* PROBLEM TO SOLVE
Please put the rows, starting at the line with "sand in the photo above." and running through the end of the rows, into a two-column CSV headed instruction and points, one CSV line per row with its text and its answer each in a single quoted field and line breaks replaced by spaces, leaving out the pictures.

***

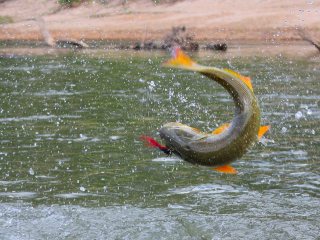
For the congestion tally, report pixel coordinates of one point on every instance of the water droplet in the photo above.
(31, 172)
(284, 129)
(309, 111)
(298, 115)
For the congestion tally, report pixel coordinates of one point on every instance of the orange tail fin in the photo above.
(179, 59)
(262, 131)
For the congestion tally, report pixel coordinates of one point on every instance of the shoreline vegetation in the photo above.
(158, 24)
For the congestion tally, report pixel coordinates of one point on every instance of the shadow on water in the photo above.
(72, 165)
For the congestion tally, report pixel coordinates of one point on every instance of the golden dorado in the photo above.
(228, 142)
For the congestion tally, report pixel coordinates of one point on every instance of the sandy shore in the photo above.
(264, 21)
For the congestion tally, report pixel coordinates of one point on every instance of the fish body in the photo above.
(227, 143)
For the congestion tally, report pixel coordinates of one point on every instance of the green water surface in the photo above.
(72, 165)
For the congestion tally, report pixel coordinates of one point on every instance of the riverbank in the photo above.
(265, 22)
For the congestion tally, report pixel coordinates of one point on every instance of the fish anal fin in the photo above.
(262, 131)
(221, 128)
(226, 169)
(246, 80)
(179, 59)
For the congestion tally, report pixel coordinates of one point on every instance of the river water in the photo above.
(72, 165)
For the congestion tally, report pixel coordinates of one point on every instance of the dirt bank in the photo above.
(209, 20)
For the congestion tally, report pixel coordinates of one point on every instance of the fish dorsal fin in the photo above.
(262, 131)
(245, 79)
(221, 128)
(179, 59)
(226, 169)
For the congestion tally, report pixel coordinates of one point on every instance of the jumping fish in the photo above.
(226, 143)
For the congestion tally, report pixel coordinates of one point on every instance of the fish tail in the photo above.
(150, 142)
(179, 59)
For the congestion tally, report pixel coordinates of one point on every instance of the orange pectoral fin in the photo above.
(245, 79)
(262, 131)
(226, 169)
(179, 59)
(221, 129)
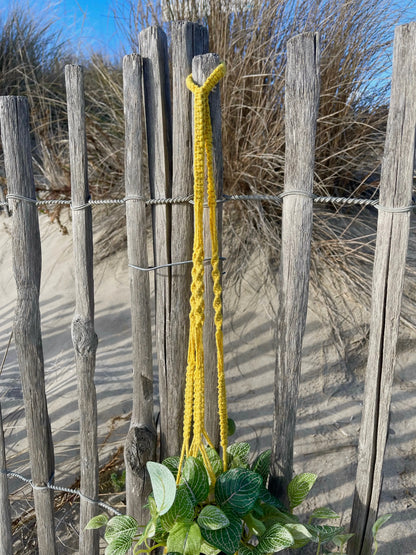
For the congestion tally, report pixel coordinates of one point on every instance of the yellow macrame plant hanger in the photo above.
(194, 431)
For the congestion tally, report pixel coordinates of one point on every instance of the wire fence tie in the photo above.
(80, 207)
(151, 268)
(393, 210)
(14, 196)
(296, 192)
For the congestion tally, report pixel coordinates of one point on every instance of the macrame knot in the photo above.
(194, 411)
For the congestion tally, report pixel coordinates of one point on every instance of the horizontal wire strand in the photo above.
(226, 198)
(11, 474)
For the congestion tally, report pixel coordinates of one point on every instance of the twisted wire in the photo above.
(63, 489)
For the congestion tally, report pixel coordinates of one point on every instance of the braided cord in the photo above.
(194, 411)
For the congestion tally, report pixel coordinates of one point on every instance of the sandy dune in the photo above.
(330, 397)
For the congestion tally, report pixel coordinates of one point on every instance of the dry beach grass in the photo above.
(355, 35)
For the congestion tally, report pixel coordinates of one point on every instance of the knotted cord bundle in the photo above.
(194, 412)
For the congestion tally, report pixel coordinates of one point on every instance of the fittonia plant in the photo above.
(235, 515)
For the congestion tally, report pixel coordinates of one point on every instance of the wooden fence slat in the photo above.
(83, 335)
(188, 40)
(154, 52)
(5, 517)
(202, 67)
(140, 443)
(301, 111)
(388, 274)
(14, 116)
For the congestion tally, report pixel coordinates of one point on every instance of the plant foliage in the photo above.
(237, 514)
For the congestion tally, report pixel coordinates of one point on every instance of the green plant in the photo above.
(235, 515)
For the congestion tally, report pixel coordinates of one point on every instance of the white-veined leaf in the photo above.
(163, 485)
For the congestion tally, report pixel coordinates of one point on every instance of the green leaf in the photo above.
(152, 506)
(208, 549)
(275, 539)
(215, 461)
(261, 465)
(270, 499)
(299, 488)
(257, 526)
(193, 540)
(379, 523)
(173, 464)
(119, 546)
(324, 534)
(225, 539)
(238, 489)
(239, 451)
(323, 513)
(258, 510)
(97, 522)
(245, 549)
(195, 477)
(184, 538)
(212, 518)
(300, 534)
(163, 484)
(341, 539)
(120, 526)
(231, 426)
(182, 509)
(177, 537)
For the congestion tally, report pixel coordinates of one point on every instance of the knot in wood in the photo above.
(84, 338)
(139, 448)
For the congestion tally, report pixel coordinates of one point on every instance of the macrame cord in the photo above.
(194, 411)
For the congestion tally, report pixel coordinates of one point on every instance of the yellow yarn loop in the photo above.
(194, 412)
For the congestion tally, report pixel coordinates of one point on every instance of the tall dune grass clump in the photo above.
(33, 55)
(251, 36)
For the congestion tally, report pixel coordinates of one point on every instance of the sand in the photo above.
(330, 401)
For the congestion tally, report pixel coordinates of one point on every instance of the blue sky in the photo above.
(91, 24)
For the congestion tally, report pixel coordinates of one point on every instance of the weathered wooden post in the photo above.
(388, 274)
(301, 105)
(5, 517)
(202, 67)
(14, 117)
(83, 335)
(188, 40)
(141, 439)
(154, 52)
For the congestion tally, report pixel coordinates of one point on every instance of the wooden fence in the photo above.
(147, 103)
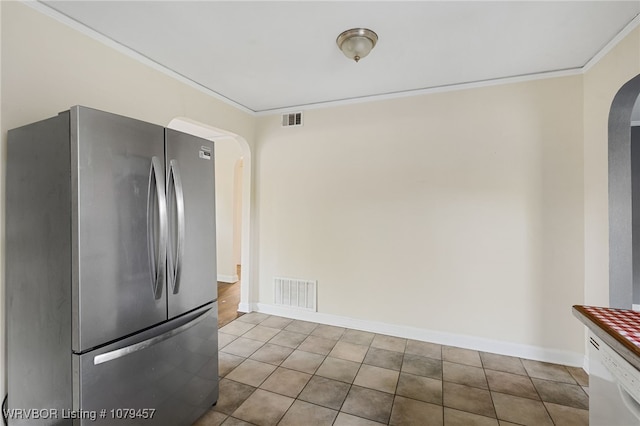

***

* FINAL RESULT
instruction,points
"For the congestion tally, report pixel coordinates of one point on every instance of the sand in the photo above.","(330, 401)"
"For the congestion tally, report pixel coordinates of one point on every instance of the blue sky in the photo above.","(91, 24)"
"For the congestion tally, report pixel coordinates of one point on every instance of the weathered wooden post in the photo above.","(388, 274) (301, 105) (5, 517) (202, 67) (14, 117) (83, 335) (188, 40) (141, 439) (154, 52)"
"For the congestion tally, report pixel coordinates of one point on every instance of the wooden fence in the photo above.","(147, 103)"